## Records to process
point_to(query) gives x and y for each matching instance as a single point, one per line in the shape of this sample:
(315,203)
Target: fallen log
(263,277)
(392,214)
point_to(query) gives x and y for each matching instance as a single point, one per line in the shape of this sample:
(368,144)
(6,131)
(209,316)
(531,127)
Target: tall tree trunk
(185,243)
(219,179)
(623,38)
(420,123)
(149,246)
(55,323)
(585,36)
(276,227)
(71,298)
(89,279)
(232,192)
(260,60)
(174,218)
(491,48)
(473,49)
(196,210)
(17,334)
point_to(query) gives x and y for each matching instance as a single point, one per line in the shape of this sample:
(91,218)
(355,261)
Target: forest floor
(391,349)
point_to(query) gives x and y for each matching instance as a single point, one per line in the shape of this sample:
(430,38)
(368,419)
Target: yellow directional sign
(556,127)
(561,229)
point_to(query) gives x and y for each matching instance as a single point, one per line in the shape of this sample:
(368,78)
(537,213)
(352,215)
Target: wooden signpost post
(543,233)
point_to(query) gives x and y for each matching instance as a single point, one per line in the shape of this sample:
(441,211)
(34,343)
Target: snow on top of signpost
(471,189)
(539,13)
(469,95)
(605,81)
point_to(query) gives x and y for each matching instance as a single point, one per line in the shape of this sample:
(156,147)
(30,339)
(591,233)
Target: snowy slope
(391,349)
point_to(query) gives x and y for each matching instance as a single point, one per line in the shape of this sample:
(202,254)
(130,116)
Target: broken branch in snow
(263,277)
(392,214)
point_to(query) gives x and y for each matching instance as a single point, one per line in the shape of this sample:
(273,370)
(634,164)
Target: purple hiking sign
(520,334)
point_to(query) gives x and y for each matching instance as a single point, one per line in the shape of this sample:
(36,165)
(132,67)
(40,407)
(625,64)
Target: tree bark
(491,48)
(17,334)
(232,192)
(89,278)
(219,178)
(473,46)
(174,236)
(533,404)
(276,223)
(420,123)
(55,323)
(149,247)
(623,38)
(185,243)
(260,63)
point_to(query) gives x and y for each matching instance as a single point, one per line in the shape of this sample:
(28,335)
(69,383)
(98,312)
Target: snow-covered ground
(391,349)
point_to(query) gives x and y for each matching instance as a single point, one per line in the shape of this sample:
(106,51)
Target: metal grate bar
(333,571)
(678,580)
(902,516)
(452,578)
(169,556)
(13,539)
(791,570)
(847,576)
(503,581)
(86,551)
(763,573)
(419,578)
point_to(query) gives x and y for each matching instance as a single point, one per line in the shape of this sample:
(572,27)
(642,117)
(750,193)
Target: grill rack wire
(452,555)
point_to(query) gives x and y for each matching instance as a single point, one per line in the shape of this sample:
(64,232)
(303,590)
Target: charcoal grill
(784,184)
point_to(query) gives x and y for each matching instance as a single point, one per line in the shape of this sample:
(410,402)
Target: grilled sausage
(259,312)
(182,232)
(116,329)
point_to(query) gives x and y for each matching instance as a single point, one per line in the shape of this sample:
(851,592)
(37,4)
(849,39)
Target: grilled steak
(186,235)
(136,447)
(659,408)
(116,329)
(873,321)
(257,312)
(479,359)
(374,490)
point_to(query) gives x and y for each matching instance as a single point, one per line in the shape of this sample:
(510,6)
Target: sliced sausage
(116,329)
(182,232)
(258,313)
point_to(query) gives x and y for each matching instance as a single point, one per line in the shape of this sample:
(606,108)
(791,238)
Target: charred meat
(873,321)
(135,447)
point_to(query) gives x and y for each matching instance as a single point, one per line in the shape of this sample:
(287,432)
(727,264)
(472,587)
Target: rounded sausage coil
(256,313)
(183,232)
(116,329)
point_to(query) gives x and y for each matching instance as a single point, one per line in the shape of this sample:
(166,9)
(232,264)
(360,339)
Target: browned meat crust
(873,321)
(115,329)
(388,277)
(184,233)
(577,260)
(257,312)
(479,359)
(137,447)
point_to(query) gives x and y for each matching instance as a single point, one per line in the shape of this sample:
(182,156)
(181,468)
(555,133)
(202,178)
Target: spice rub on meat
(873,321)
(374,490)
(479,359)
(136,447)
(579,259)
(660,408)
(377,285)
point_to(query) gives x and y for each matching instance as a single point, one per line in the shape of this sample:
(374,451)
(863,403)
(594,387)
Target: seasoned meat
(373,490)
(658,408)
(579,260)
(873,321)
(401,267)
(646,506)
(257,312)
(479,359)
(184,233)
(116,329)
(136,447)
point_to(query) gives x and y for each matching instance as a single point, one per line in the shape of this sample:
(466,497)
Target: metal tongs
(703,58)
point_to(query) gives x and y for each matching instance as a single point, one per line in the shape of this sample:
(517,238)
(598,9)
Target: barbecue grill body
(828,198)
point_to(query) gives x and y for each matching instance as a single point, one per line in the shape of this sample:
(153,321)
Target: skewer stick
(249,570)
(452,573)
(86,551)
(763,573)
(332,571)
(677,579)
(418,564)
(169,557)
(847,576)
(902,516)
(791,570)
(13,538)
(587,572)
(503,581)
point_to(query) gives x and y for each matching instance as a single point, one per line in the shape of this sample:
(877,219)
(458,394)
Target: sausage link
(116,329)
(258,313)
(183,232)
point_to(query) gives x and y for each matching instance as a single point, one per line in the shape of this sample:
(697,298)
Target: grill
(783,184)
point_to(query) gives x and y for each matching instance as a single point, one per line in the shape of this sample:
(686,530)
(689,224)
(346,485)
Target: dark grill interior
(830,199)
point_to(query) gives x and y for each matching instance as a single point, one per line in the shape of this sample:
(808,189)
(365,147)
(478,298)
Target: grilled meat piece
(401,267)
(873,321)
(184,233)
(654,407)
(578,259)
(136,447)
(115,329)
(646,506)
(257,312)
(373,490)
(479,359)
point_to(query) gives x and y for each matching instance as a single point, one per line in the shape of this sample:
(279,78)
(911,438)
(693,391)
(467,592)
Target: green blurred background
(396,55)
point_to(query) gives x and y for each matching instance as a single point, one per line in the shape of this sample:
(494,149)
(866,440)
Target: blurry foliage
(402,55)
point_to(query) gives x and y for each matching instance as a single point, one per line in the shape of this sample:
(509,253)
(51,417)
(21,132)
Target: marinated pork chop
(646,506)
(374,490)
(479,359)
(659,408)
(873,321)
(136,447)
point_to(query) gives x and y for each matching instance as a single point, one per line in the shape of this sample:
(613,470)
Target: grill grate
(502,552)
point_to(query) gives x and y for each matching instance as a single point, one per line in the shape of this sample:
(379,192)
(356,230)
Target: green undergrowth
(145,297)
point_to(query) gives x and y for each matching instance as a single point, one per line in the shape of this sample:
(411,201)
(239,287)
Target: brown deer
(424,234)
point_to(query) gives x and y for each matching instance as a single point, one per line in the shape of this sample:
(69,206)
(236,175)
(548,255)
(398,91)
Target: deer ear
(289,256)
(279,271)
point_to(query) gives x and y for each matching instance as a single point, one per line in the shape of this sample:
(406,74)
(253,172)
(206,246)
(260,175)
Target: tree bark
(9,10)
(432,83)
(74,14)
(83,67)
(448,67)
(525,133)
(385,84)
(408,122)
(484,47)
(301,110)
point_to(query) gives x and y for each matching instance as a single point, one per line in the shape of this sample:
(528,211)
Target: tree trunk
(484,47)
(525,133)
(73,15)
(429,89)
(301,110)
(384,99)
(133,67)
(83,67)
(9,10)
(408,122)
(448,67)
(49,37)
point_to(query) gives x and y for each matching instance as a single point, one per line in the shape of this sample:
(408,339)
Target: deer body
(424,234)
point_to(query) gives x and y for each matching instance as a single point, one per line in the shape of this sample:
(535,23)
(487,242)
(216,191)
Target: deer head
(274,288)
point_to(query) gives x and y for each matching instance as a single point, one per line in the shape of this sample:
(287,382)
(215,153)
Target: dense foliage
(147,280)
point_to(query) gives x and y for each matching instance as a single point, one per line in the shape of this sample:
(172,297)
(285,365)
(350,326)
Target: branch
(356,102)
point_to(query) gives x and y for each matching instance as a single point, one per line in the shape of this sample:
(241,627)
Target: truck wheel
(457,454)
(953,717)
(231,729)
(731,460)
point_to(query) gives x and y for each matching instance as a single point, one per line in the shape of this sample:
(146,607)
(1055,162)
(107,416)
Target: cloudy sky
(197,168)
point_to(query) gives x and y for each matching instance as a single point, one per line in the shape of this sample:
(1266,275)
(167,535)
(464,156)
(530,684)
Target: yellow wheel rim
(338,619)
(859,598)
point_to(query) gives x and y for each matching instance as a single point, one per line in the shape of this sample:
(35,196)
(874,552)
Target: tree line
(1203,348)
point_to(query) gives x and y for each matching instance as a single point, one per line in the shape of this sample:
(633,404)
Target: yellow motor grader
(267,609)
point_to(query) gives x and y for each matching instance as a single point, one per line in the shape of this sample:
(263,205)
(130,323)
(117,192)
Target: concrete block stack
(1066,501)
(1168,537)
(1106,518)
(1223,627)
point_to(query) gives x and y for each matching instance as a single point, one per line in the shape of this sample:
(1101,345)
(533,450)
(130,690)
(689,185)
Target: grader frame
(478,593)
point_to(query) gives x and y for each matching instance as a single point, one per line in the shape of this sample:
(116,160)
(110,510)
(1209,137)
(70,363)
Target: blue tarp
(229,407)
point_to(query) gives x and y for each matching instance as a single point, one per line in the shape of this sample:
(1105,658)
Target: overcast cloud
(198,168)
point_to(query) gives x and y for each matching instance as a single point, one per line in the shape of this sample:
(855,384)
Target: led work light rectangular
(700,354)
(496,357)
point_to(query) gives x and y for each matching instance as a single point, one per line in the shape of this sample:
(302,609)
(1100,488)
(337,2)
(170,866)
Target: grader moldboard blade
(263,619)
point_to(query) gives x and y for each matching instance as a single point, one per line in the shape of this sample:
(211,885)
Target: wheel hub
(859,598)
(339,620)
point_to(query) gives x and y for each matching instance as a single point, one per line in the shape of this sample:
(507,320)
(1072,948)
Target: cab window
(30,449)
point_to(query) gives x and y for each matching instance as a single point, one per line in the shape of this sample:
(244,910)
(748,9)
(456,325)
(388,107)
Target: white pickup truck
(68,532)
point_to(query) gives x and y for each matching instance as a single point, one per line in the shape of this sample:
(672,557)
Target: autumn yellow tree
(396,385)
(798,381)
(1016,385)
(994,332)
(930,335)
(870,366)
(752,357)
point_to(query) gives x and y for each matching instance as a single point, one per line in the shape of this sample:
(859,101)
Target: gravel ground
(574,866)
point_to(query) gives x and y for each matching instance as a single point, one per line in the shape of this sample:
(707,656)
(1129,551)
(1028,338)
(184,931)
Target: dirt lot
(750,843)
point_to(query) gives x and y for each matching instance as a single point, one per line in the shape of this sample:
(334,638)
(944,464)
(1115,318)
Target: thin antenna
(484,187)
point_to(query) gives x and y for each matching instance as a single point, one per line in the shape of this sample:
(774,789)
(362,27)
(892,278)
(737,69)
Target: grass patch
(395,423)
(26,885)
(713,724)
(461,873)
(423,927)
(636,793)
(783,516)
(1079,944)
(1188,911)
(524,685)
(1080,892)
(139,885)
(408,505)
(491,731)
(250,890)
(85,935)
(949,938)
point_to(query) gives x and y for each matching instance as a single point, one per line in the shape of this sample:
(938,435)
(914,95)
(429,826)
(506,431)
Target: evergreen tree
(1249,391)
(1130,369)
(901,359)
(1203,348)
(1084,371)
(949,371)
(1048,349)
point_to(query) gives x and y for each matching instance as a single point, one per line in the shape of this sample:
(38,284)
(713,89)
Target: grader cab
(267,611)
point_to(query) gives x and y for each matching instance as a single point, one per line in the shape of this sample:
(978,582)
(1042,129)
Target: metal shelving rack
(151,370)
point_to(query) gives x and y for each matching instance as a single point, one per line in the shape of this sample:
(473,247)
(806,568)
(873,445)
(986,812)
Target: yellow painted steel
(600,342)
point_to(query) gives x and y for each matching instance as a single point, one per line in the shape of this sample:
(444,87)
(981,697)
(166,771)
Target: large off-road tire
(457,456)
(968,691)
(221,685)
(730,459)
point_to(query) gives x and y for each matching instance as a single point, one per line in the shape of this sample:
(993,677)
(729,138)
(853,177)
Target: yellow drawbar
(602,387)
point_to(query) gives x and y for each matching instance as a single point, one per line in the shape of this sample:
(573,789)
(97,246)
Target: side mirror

## Exercise goal
Identify and copy each line of the material that contains the word "yellow".

## Response below
Target: yellow directional sign
Target: yellow wheel rim
Target: yellow motor grader
Target: autumn yellow tree
Target: yellow painted steel
Target: yellow drawbar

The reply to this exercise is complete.